**Document extract:**
+ + + + +

Jeremiah 25 • God’s Cup of Wrath

Introduction

There is a biblical difference between the working of God’s discipline and the working of His wrath. Neither is pleasant or desired, but as long as discipline is the work of the hour we can at least fall back on the knowledge that God continues to work to reconcile people to Him. But God’s wrath explicitly brings with it the knowledge that time is running out, that at a very, very near time in our immediate future there will no longer be any opportunity for reconciliation and the only thing remaining will be the consequences of judgment. We have seen this repeatedly in the examples of Noah, Sodom and Gomorrah, the Canaanite nations, the northern kingdom of Israel, Assyria, and now with both Babylon and the nations in and around Judah. Throughout Scripture when God begins to speak about the cup of His wrath He is teaching about final judgment.

Read verses 1-3

Q: What is the historical context? Why is it significant that this message is coming “in the fourth year of Jehoiakim” and “the first year of Nebuchadnezzar”?

A: Jehoiakim is the third to last king of Judah, a completely corrupt and wicked king. It is during his reign that the first of three deportations to Babylon will be conducted by Nebuchadnezzar, each becoming more severe than the last. This is the beginning of the end for Judah. Everything spoken by God through the prophets is finally and literally coming true.

+ + + + +

**Task to complete:** Print the entire study passage on Jeremiah 25 word for word.

[Object location annotation data]

+ + + + +

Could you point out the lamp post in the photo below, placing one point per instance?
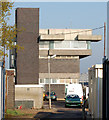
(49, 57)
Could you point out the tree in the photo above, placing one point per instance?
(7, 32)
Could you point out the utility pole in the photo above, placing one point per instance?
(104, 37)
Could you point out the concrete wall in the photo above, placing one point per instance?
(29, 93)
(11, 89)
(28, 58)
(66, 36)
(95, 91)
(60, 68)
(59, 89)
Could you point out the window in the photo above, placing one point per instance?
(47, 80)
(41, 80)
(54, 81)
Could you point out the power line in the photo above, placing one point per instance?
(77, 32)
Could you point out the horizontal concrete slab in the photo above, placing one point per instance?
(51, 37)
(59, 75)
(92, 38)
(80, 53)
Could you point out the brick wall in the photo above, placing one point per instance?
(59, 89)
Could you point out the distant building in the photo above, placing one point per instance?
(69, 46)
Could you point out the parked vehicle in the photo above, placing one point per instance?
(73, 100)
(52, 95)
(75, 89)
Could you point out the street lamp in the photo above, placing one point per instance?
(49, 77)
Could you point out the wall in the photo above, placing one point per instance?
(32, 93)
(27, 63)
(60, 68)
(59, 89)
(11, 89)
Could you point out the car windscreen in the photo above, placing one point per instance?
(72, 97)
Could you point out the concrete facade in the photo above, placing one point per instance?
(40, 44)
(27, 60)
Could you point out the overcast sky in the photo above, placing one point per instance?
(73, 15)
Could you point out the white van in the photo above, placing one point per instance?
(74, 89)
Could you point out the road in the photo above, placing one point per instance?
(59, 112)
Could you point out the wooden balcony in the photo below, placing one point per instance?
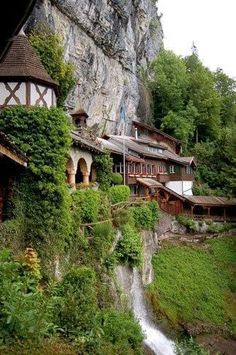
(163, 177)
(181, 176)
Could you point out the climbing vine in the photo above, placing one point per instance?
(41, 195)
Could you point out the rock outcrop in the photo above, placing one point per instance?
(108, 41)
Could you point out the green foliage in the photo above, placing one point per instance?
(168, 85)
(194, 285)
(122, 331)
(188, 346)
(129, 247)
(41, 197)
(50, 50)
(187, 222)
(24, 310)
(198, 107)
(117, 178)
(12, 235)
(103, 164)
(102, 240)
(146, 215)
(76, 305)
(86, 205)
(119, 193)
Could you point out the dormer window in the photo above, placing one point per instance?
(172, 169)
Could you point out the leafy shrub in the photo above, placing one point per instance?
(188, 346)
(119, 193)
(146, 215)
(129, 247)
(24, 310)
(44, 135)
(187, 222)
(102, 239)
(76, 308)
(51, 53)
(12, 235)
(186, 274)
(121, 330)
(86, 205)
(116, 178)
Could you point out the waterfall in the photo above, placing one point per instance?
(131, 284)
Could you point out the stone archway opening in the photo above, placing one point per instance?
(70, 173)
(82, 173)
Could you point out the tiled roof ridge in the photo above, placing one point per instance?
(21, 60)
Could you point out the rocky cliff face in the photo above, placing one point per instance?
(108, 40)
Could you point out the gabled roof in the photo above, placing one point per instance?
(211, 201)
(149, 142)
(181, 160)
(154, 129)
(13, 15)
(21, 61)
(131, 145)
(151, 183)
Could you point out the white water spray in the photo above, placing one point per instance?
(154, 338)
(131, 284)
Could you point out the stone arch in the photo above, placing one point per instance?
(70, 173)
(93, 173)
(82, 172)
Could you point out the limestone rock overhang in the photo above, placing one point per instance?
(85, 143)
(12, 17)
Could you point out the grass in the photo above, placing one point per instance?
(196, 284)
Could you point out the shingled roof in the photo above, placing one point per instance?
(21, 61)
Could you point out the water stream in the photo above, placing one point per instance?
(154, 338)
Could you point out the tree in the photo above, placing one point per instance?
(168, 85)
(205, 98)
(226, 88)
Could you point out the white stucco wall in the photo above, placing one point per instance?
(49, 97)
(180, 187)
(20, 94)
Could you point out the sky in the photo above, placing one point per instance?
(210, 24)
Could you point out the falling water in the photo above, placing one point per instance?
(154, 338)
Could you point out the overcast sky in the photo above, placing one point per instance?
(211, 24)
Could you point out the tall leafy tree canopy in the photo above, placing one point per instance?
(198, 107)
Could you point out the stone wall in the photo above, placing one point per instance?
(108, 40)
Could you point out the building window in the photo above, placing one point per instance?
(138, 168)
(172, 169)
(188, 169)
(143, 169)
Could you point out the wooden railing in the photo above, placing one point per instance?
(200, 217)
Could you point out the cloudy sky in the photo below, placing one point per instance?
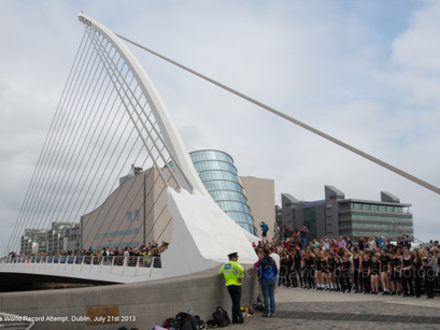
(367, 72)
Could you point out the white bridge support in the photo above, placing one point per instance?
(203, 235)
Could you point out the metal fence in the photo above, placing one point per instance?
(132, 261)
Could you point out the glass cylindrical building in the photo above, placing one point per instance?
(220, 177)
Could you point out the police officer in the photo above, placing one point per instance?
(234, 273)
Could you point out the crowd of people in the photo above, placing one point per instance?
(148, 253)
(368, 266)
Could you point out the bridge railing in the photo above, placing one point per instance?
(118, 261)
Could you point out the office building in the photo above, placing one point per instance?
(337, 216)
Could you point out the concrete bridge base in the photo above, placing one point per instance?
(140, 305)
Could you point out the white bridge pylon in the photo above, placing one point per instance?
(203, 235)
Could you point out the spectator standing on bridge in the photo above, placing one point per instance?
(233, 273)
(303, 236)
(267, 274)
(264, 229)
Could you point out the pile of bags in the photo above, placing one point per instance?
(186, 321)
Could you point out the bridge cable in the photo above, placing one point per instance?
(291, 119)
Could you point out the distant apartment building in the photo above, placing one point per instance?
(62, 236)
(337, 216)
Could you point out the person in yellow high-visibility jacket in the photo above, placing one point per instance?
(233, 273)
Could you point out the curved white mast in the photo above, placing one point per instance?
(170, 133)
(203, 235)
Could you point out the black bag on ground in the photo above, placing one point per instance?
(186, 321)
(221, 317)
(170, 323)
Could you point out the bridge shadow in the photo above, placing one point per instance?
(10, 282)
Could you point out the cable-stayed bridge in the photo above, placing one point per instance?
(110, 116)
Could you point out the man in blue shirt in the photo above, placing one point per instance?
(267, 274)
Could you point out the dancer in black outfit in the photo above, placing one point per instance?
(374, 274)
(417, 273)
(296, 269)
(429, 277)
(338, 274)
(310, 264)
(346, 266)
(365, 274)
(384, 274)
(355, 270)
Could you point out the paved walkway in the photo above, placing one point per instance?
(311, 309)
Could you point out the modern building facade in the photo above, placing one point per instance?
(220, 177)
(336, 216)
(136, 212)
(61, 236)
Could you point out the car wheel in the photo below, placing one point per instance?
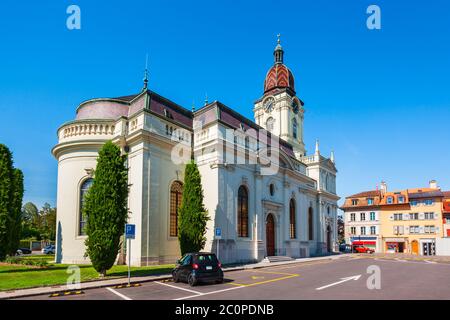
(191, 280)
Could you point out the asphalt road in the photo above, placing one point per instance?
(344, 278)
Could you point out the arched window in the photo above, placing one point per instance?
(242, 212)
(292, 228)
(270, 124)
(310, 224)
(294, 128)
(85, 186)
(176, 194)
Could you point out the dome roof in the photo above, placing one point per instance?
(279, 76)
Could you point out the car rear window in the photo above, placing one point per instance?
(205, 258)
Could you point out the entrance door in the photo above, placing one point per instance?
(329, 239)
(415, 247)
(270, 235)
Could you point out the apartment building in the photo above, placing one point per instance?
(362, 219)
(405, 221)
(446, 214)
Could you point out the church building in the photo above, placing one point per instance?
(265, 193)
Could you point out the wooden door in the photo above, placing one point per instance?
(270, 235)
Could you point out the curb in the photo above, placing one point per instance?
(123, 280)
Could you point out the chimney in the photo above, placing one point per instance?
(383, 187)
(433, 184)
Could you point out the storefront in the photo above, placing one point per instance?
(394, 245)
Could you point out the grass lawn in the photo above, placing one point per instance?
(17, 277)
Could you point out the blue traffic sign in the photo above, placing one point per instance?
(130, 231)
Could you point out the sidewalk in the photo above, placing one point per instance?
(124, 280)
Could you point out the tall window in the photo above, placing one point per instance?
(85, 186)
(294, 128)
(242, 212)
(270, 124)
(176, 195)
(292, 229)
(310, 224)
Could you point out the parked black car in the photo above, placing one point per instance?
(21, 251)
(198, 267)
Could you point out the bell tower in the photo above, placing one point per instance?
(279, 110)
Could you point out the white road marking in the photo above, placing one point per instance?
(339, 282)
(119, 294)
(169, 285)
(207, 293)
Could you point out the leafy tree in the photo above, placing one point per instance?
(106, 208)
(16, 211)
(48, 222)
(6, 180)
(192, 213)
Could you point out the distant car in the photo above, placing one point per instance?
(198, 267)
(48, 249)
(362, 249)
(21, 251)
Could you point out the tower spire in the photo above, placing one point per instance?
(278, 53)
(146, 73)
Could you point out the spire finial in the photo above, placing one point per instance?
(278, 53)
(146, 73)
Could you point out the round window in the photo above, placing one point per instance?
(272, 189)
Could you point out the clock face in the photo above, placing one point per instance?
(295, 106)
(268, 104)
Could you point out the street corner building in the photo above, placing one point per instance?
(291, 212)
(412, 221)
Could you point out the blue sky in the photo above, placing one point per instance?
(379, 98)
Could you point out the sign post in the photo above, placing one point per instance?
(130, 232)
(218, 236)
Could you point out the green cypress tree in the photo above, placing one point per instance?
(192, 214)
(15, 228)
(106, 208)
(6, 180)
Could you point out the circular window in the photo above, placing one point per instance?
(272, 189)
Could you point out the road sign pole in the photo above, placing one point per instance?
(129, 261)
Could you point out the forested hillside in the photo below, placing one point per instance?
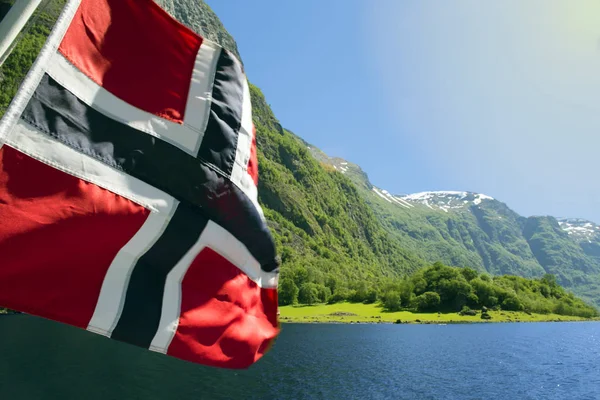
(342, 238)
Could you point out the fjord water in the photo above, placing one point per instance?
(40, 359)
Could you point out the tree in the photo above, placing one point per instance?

+ + + + +

**Exercise result:**
Jeremiah 25 • God’s Cup of Wrath

Introduction

There is a biblical difference between the working of God’s discipline and the working of His wrath. Neither is pleasant or desired, but as long as discipline is the work of the hour we can at least fall back on the knowledge that God continues to work to reconcile people to Him. But God’s wrath explicitly brings with it the knowledge that time is running out, that at a very, very near time in our immediate future there will no longer be any opportunity for reconciliation and the only thing remaining will be the consequences of judgment. We have seen this repeatedly in the examples of Noah, Sodom and Gomorrah, the Canaanite nations, the northern kingdom of Israel, Assyria, and now with both Babylon and the nations in and around Judah. Throughout Scripture when God begins to speak about the cup of His wrath He is teaching about final judgment.

Read verses 1-3

Q: What is the historical context? Why is it significant that this message is coming “in the fourth year of Jehoiakim” and “the first year of Nebuchadnezzar”?

A: Jehoiakim is the third to last king of Judah, a completely corrupt and wicked king. It is during his reign that the first of three deportations to Babylon will be conducted by Nebuchadnezzar, each becoming more severe than the last. This is the beginning of the end for Judah. Everything spoken by God through the prophets is finally and literally coming true.